Fruitful Work

Today marks 1 month in Madison!! AND 1 year since I went to Medellín, Colombia last summer. Whoa.

I’m tempted to measure my time here in terms of # of projects I’ve done (1.5), videos I’ve made (3.5), or blog posts I’ve written (4). But no, let’s not make it about numbers and all the DOING; otherwise, it’ll never feel like enough. Rather, I prefer to use Community and Timeless Wisdom as metrics for successful BEING; in which case, my work at 2100 this past month has been very, very, very fruitful. 🙂

Here’s the latest fruit of this season: A fantastic sermon I heard yesterday about demonstrating God in our work – “work” meaning whatever you do, especially your job. (Incidentally delivered by Charles Yu, current Chinese Ministry Pastor at Blackhawk and former InterVarsity staff!)

IN SUM: Let what we do express who God is. Although our work (“what we do”) determines our status in society, God-likeness is actually the highest status we can have. We were originally created in God’s likeness, but lost that identity when humanity turned our back on him. Following Christ is about restoring our God-likeness, recovering the life of God within ourselves that enables us to emulate him. Three motifs characterize how God worked in Genesis, providing a model for how we can emulate him in our own work.

  1. Order out of chaos: Just as God created light from darkness, we can clean up sticky spills in a theater, streamline office operations, and pull together a jumble of ideas into a cohesive essay.
  2. Creation of space for human life to flourish: The world needs Gardeners of Eden. From environmental engineers and construction workers, to songwriters and storytellers, people must establish physical space and mental space to breathe, grow, think, feel, and be creative.
  3. Stewardship of God’s creation: Handle everything we’re given with care, and never forget who  it belongs to.

This framework helps me to see that Storytellers (1) communicate a cohesive story from a wealth of image, sound, and message elements, (2) create a conversation space for meaningful reflection and relationship, and (3) honor the human experience, taking care to respect every story they have the privilege to tell (ideally).

CHALLENGE: How do these three motifs show up in your work? Like the story of this florist, what video would you make about your work? What shots, music, and dialogue would you use? Write out your script this week – and if you want, actually make it. I plan to do the same.

(Data entries)
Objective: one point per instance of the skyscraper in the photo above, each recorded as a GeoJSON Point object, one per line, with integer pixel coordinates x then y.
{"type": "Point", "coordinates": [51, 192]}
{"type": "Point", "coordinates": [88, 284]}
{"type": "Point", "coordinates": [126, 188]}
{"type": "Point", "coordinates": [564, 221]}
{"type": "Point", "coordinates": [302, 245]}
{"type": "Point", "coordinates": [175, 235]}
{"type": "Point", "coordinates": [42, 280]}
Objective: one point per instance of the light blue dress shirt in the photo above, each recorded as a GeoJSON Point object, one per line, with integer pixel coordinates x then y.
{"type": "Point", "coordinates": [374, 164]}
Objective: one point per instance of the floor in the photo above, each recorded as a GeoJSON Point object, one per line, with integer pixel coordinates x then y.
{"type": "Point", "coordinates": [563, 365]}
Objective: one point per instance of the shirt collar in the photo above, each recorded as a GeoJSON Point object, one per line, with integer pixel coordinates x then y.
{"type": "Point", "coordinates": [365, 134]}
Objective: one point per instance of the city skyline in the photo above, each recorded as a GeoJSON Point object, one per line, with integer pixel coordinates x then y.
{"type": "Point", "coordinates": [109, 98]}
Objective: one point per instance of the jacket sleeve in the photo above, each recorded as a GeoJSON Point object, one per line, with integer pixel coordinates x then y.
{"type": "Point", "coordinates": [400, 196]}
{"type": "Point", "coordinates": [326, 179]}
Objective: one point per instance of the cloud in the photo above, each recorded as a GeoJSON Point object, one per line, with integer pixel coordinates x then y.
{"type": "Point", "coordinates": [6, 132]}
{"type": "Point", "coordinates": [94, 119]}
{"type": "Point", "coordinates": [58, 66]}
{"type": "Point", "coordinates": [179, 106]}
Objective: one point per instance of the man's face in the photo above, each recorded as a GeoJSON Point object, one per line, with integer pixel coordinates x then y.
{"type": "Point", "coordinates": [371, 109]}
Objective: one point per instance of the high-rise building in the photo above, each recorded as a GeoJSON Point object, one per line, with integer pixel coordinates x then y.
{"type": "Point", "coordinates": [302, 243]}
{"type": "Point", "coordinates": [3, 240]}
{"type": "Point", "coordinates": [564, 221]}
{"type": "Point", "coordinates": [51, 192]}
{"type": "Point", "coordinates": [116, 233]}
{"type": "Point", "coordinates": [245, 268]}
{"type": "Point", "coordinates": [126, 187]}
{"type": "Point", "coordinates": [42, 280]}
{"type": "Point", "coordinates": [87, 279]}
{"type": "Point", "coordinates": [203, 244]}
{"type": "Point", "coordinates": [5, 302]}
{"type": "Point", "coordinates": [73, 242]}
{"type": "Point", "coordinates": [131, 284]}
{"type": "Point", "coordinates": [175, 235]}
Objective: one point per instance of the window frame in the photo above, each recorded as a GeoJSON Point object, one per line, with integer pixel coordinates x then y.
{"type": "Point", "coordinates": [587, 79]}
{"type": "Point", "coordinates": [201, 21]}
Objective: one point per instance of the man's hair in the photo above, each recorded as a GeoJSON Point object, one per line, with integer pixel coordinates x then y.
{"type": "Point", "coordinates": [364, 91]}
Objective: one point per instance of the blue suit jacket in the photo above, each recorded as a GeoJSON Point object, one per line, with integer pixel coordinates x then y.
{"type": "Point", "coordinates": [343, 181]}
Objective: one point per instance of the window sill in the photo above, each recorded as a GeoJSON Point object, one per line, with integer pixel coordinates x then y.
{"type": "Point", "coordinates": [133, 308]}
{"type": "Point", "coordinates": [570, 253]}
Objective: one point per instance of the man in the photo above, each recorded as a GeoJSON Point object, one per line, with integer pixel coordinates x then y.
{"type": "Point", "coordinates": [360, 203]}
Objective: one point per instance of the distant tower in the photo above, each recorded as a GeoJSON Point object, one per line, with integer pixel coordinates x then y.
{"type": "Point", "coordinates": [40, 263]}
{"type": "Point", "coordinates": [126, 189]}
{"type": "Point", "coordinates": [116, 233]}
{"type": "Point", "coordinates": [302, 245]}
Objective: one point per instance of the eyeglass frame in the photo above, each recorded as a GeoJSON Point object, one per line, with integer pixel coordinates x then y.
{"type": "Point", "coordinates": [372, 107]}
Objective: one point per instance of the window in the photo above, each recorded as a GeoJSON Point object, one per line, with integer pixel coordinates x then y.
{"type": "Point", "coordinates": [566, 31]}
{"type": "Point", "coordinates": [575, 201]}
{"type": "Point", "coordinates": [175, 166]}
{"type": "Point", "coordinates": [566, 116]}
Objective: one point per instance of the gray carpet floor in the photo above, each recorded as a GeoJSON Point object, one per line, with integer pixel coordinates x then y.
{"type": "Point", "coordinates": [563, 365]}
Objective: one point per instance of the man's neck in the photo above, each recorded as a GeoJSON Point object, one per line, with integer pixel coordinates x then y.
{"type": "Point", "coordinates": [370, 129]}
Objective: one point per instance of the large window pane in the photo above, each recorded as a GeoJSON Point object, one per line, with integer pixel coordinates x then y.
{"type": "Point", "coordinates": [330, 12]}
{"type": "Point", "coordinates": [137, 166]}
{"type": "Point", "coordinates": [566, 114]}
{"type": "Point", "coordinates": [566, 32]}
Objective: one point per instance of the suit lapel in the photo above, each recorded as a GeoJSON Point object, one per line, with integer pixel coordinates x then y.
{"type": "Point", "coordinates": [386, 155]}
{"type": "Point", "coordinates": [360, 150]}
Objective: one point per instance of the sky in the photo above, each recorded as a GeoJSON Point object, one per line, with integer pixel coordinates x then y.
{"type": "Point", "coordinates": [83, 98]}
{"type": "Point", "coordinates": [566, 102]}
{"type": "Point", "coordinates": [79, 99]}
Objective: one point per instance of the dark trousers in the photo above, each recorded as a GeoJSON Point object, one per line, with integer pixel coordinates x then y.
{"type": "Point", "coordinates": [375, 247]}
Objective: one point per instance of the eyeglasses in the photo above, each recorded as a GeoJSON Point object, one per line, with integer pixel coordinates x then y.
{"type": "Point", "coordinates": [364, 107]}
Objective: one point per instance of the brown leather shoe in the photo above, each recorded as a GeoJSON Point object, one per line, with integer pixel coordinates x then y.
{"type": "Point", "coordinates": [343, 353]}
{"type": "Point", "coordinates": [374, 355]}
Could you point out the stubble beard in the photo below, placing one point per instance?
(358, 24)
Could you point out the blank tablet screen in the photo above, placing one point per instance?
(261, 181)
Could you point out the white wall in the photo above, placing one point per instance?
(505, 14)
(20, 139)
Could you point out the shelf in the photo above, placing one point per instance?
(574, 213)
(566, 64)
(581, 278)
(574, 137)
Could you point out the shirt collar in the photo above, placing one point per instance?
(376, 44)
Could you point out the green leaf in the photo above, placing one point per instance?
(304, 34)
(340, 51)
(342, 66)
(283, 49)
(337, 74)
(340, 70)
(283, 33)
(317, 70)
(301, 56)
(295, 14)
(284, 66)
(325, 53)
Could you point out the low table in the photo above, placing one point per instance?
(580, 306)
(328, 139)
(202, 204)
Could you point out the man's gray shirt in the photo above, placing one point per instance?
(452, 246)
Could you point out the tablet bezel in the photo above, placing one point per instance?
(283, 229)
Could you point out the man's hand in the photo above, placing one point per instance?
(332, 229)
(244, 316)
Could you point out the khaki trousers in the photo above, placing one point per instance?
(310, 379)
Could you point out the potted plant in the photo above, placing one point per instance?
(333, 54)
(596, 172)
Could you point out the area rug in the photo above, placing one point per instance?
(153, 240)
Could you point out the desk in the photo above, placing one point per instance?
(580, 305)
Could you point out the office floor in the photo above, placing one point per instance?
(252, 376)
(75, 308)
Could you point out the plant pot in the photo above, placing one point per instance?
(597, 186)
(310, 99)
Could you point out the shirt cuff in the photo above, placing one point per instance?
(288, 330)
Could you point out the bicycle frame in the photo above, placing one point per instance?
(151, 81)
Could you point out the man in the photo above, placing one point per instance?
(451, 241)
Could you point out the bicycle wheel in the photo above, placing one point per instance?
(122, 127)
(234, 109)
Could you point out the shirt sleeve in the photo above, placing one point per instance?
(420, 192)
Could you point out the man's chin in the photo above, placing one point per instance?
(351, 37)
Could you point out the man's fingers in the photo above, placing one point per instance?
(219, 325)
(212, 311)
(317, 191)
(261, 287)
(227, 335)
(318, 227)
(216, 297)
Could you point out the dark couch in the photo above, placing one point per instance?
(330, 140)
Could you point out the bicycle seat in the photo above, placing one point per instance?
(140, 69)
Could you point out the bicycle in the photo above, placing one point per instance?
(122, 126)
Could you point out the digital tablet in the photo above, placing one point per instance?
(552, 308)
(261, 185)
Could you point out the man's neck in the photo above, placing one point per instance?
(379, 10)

**PARTS OF THE EXERCISE**
(a) Who delivered the sermon described in the blog post?
(b) Summarize the blog post in two sentences.
(c) Decide whether each statement agrees with the blog post, answering yes or no and quoting the words from the blog post that settle it:
(i) The writer went to Medellín, Colombia, the previous summer.
(ii) The writer prefers to measure the month in Madison by the number of projects completed.
(iii) The sermon teaches that humans were originally created in God's likeness.

**SOLVED PROBLEMS**
(a) Charles Yu, current Chinese Ministry Pastor at Blackhawk and former InterVarsity staff.

(b) Marking one month in Madison, the writer chooses to judge the time by community and timeless wisdom rather than by numbers of projects, and shares a sermon about letting what we do express who God is. The sermon draws three motifs from how God worked in Genesis (order out of chaos, creating space for human life to flourish, and stewardship of God's creation), which the writer applies to storytellers before challenging readers to script a video about their own work.

(c)
(i) Yes: "1 year since I went to Medellín, Colombia last summer"
(ii) No: "But no, let’s not make it about numbers and all the DOING"
(iii) Yes: "We were originally created in God’s likeness"